--- Begin Excerpt to read ---
Menad’s father, Chellali Benchellali, a prayer leader in the Lyon suburb of Venissieux, received an 18-month suspended prison term – far lower than the prosecution’s demand for six years behind bars.
The court convicted 24 defendants of criminal association in relation to a terrorist enterprise, a broad charge used by France.
One other was convicted of using false papers.
The Benchellali family was at the centre of the case, with Menad’s mother, Hafsa, and brother, Hafed, also on trial for roles in the plot to carry out an attack in France.
Network dismantled
The network was dismantled in two waves, the first in December 2002 as investigators stormed two houses in the Paris suburb of La Courneuve and the nearby town of Romainville.
They found gas canisters, fuses, chemicals and a suit to protect against chemical attacks.
During a second wave of arrests in January 2004 in Venissieux, southeast France, investigators found chemical products, including ricin, and broke up the network.
The prosecution said the group was plotting an attack in Paris, but could not define the target. The Russian embassy, a police station and the Eiffel Tower were mentioned during interrogations.
--- End Excerpt to read ---
--- Begin Entries provided ---
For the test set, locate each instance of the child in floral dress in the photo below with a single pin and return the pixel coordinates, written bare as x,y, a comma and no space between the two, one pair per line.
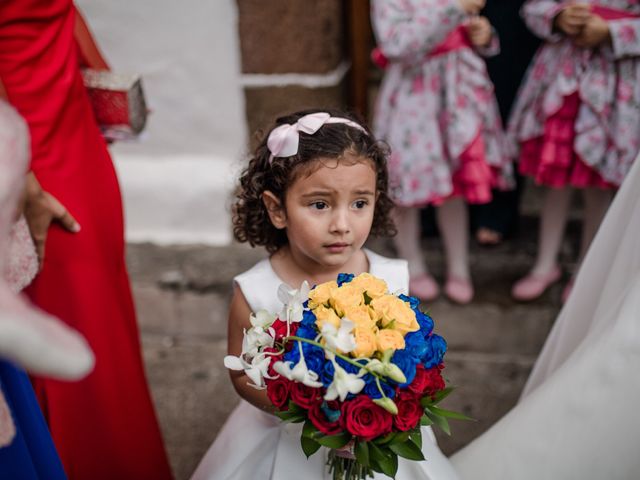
437,111
576,123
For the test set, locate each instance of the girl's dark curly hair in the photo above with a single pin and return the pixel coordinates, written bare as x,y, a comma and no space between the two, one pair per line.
251,221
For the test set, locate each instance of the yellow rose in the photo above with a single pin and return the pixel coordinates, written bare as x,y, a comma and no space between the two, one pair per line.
389,339
395,314
374,286
365,343
360,316
321,294
324,314
346,297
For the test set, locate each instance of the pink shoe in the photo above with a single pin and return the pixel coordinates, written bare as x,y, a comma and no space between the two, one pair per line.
566,291
534,285
424,287
459,290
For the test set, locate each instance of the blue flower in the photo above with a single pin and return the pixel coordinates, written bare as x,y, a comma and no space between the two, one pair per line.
416,345
425,322
371,388
344,278
407,363
436,348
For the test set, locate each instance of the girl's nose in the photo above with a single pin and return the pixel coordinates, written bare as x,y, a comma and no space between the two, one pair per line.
340,221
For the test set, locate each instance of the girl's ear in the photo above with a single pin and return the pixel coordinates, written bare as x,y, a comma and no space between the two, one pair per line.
274,209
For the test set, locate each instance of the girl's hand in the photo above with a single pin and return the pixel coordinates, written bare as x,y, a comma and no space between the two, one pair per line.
40,210
479,31
572,19
472,7
594,33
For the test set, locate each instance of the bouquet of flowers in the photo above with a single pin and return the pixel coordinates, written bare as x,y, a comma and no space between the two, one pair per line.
359,366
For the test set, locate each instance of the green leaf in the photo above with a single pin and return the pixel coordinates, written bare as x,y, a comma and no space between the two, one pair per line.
450,414
439,421
386,439
416,438
407,450
362,452
309,446
425,421
335,441
383,460
442,394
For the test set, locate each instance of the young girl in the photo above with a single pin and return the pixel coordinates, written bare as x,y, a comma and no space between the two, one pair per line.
577,121
437,111
313,192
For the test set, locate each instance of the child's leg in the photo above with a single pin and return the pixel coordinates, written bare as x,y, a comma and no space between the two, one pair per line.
596,204
545,270
553,218
407,243
453,222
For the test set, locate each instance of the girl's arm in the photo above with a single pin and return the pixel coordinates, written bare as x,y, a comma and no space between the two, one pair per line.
539,15
405,31
239,313
625,37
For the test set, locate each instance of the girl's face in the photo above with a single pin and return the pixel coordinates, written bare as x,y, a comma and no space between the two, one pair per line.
328,214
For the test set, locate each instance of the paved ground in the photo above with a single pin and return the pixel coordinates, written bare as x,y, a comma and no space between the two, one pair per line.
182,295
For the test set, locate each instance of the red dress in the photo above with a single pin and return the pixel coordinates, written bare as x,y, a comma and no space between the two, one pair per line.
104,427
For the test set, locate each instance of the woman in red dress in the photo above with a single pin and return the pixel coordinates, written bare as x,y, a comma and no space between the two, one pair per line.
104,427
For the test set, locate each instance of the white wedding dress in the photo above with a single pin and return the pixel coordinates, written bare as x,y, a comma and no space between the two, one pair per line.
254,445
577,418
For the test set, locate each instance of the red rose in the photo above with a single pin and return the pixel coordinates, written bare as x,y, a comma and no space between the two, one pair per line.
280,329
278,392
409,411
305,396
320,420
427,382
365,419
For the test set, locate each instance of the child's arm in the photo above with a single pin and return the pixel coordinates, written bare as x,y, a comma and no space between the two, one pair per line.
625,37
403,32
483,36
239,313
541,16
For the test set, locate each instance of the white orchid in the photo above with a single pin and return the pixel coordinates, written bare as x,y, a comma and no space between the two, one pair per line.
292,300
343,383
339,338
256,370
262,318
299,373
254,340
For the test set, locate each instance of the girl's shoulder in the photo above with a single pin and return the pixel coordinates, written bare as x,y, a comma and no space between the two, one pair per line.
259,285
394,271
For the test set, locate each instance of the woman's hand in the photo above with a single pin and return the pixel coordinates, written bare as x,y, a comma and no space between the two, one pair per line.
472,7
479,31
572,19
40,210
594,33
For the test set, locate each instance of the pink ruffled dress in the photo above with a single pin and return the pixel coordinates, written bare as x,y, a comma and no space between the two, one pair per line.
436,107
576,121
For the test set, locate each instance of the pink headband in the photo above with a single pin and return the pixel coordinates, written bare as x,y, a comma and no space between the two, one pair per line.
283,140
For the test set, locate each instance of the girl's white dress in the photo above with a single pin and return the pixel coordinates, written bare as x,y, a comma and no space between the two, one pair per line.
254,445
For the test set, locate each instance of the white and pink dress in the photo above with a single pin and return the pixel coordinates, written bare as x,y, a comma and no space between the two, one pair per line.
436,107
576,121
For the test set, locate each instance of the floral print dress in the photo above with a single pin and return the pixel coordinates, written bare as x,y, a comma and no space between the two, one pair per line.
597,89
436,107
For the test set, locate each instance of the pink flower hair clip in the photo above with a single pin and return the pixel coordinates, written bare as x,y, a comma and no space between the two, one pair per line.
--- End Entries provided ---
Set exercise 1: In the excerpt on the French terrorism trial, write out the passage starting at "The court convicted" and ending at "using false papers.", switching "defendants" to "accused".
Set exercise 2: According to the excerpt on the French terrorism trial, what did investigators find during the January 2004 arrests in Venissieux?
Set exercise 3: Write the next part of the excerpt on the French terrorism trial, picking up after its final sentence.

Written reply 1:
The court convicted 24 accused of criminal association in relation to a terrorist enterprise, a broad charge used by France.
One other was convicted of using false papers.

Written reply 2: Chemical products, including ricin.

Written reply 3:
Profiting the US
Isabelle Coutant, lawyer for defendant Merouane Benhamed, said: “These convictions profit the United States, Algeria and Russia. They have been convicted because they are Muslims.”
Prosecutor Anne Kostomaroff, profiling the network, put the origins of the group in Chlef, Algeria, in 1999, where eight members had refused an Algerian government amnesty plan for Islamist insurgents in the North African country.
Various members then travelled to Spain, France, Italy and the border region between Pakistan and Afghanistan, while a core group formed in the Paris region in late 2000 to create a support ring for separatists in the Russian republic of Chechnya.